• Exercise task
Pick out each line in the items below containing the string "hazy", with case counting, and copy those lines.

• Raw records
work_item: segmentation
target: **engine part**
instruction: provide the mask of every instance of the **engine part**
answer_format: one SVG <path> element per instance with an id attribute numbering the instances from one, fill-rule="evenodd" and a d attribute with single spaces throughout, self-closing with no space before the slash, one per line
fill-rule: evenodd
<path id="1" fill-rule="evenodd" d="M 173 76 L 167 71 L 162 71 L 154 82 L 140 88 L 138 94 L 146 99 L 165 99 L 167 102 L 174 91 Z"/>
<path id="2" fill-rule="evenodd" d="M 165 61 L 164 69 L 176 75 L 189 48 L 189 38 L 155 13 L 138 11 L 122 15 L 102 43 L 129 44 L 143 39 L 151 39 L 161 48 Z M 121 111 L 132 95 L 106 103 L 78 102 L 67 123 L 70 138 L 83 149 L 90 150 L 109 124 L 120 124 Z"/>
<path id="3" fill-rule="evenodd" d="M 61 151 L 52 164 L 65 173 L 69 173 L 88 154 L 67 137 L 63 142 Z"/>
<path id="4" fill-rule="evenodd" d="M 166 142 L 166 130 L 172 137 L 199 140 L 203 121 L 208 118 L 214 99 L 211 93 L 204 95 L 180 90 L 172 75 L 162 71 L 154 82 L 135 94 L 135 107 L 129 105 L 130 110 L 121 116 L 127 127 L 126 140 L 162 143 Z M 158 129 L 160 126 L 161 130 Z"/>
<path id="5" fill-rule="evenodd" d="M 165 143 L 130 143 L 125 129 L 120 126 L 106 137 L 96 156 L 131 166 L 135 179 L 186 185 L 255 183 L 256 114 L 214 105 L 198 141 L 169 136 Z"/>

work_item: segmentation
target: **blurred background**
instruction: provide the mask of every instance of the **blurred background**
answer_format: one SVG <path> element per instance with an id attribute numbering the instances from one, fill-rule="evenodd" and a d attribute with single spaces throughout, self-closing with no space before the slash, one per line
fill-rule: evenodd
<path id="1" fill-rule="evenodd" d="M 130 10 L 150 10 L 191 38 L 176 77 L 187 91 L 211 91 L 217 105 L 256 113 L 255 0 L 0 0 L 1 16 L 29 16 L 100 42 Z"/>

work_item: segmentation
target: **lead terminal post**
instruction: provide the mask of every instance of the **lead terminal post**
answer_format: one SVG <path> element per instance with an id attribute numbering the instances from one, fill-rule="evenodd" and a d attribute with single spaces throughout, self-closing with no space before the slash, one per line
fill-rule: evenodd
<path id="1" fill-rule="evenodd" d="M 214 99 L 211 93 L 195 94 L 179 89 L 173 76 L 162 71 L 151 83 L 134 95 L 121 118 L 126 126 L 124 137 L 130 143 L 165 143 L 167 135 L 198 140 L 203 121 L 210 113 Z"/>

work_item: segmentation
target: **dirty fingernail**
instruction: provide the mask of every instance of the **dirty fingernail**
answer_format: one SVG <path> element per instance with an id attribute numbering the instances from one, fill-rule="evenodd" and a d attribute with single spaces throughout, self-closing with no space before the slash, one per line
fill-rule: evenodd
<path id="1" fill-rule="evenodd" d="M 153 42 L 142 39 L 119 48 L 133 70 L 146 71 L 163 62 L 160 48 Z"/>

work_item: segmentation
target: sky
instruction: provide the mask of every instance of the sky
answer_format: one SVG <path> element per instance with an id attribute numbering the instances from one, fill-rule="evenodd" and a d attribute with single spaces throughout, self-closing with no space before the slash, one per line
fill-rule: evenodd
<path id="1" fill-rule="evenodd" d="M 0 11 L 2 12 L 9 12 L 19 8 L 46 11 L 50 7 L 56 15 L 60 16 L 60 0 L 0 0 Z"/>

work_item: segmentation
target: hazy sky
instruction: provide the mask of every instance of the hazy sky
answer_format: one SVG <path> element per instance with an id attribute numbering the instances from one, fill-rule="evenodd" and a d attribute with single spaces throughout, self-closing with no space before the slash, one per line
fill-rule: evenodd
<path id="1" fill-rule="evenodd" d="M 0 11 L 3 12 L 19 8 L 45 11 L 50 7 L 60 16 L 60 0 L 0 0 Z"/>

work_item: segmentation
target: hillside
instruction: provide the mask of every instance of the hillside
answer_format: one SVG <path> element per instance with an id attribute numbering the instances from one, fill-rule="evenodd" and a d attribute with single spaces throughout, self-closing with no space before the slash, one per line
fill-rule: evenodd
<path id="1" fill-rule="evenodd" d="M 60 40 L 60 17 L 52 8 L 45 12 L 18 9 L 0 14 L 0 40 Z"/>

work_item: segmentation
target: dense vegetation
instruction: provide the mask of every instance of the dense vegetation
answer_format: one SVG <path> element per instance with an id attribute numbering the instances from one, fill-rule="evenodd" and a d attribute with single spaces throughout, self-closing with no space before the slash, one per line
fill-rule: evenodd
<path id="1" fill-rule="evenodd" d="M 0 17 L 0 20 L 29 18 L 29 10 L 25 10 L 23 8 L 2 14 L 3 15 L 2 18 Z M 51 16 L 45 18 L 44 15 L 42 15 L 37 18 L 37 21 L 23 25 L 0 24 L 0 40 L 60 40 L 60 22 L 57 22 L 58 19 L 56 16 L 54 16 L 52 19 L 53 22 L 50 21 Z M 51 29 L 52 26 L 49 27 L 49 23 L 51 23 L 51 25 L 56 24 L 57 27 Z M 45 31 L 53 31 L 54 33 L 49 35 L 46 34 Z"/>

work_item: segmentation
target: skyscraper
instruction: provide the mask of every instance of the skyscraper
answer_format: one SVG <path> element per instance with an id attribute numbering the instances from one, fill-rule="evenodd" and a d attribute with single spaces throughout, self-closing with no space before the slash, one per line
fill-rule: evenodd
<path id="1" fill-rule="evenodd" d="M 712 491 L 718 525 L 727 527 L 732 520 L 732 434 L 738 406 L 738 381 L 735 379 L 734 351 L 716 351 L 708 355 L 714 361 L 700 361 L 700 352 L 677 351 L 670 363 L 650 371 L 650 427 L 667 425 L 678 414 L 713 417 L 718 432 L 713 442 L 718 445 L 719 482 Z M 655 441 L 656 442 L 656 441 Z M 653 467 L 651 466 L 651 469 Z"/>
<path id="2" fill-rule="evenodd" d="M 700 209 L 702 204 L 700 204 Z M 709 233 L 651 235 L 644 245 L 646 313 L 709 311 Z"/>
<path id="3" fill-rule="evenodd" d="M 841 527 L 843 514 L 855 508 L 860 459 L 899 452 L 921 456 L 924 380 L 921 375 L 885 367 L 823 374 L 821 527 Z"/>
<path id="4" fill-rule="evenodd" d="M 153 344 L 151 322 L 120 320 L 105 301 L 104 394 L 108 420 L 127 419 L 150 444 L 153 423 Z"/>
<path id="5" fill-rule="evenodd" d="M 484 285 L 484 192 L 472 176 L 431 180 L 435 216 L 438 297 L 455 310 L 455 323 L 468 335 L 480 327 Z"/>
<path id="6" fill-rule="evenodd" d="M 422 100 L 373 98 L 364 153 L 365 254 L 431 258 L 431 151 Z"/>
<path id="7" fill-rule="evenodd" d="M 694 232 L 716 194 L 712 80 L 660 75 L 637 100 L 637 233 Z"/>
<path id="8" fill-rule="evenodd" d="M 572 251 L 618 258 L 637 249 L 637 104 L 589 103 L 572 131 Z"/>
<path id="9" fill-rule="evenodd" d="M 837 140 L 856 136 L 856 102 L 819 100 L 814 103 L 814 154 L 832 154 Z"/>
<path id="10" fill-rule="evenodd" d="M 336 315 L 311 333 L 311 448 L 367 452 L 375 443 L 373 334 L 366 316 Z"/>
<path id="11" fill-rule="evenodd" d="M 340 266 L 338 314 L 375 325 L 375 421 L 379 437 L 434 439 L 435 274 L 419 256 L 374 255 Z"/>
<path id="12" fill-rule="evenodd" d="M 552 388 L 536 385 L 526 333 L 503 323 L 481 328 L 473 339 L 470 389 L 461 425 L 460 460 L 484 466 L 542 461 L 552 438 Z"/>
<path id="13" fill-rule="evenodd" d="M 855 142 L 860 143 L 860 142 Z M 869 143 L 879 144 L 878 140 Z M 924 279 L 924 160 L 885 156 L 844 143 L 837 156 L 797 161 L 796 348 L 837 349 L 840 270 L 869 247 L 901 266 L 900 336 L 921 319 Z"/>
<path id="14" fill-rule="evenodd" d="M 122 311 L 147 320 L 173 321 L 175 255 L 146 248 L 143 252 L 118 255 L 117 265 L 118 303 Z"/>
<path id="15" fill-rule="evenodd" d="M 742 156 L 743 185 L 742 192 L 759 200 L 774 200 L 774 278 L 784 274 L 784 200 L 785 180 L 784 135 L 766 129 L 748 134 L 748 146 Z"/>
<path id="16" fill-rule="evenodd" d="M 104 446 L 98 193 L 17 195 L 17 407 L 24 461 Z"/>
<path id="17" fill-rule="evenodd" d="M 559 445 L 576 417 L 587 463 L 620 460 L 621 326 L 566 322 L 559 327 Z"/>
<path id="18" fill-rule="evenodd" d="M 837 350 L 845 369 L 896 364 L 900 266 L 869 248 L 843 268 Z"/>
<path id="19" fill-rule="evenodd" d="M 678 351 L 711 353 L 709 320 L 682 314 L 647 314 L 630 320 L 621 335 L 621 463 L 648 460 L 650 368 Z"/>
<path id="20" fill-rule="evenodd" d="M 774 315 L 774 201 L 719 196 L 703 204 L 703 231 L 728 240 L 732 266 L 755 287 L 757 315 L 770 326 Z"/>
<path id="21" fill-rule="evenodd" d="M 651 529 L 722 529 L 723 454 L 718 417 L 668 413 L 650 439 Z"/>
---
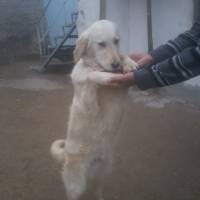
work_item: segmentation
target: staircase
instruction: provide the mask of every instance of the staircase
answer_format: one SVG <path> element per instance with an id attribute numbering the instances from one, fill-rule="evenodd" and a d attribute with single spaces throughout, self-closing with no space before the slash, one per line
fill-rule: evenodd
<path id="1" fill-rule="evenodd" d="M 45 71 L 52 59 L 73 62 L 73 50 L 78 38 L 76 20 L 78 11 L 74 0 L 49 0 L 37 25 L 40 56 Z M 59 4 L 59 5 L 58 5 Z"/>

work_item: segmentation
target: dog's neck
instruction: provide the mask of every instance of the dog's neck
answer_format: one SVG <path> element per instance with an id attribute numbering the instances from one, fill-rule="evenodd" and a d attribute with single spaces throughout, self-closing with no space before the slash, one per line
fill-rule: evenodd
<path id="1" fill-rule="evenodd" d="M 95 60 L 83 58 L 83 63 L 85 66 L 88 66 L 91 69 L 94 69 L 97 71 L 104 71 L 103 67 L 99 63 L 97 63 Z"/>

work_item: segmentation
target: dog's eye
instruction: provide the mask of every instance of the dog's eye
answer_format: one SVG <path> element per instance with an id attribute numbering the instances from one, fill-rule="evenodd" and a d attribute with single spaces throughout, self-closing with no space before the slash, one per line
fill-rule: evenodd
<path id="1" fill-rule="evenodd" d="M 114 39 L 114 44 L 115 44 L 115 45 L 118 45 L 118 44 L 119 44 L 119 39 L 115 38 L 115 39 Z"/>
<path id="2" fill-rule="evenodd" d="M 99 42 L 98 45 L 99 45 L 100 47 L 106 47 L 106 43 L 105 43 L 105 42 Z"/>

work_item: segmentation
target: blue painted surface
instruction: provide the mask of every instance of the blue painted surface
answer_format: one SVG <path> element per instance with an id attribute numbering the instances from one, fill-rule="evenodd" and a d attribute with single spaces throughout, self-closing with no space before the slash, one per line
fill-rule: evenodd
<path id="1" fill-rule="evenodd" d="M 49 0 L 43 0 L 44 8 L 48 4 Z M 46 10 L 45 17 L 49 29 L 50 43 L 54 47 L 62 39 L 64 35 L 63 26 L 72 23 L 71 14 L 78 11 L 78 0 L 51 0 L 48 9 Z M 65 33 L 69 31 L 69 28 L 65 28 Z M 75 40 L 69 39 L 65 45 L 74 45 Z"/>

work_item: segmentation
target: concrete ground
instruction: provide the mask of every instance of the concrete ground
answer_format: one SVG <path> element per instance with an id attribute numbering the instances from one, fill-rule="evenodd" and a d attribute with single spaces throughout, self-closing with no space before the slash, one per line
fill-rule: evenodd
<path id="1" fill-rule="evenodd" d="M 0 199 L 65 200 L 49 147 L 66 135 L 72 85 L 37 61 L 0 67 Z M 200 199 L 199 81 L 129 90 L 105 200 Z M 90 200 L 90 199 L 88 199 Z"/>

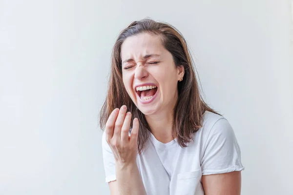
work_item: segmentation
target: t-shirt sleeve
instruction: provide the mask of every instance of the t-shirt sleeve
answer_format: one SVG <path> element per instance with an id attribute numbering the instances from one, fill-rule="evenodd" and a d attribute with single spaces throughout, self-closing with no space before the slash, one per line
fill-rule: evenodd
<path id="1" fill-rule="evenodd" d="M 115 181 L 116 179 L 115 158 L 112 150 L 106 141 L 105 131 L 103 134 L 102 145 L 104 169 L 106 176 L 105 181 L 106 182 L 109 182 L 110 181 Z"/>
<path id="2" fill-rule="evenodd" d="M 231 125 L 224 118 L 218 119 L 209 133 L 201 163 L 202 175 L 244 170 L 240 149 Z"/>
---
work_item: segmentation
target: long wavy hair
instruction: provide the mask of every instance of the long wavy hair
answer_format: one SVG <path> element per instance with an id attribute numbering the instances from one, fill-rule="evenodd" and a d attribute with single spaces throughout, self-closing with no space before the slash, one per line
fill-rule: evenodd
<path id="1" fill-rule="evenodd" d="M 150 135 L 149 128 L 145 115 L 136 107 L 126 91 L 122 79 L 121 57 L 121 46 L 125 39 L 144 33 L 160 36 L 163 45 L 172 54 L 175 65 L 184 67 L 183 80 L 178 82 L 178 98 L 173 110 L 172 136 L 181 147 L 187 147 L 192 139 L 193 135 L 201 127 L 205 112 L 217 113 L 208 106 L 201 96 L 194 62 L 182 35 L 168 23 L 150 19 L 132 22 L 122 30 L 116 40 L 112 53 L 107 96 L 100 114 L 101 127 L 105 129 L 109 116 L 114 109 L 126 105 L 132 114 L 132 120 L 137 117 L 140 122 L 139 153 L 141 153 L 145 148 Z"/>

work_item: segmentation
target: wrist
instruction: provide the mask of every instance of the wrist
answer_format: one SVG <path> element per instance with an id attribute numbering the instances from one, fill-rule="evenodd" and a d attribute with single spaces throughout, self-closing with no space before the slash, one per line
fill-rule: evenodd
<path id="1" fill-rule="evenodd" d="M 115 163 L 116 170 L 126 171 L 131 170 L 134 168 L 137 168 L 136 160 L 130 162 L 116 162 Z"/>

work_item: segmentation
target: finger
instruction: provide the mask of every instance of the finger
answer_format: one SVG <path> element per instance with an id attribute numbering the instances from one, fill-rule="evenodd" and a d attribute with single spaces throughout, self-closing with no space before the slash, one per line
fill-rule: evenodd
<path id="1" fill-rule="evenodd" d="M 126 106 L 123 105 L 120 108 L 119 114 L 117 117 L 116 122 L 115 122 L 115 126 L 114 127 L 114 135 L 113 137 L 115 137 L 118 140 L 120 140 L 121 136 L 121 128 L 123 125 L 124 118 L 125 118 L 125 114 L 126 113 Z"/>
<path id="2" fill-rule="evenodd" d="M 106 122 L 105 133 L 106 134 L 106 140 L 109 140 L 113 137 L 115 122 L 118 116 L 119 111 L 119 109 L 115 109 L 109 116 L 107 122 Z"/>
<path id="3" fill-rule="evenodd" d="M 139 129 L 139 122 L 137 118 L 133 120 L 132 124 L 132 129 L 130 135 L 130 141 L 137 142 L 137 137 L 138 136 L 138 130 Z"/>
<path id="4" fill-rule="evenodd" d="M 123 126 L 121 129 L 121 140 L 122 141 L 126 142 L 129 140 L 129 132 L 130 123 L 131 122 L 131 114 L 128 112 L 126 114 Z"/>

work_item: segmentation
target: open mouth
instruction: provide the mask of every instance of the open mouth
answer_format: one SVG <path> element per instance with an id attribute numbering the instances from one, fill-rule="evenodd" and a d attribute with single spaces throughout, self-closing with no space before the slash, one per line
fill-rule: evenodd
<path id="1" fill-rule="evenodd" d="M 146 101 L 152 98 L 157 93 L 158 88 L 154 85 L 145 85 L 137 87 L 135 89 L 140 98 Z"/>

• Written response
target: hazy sky
instruction: provide the mask of every instance of the hazy sky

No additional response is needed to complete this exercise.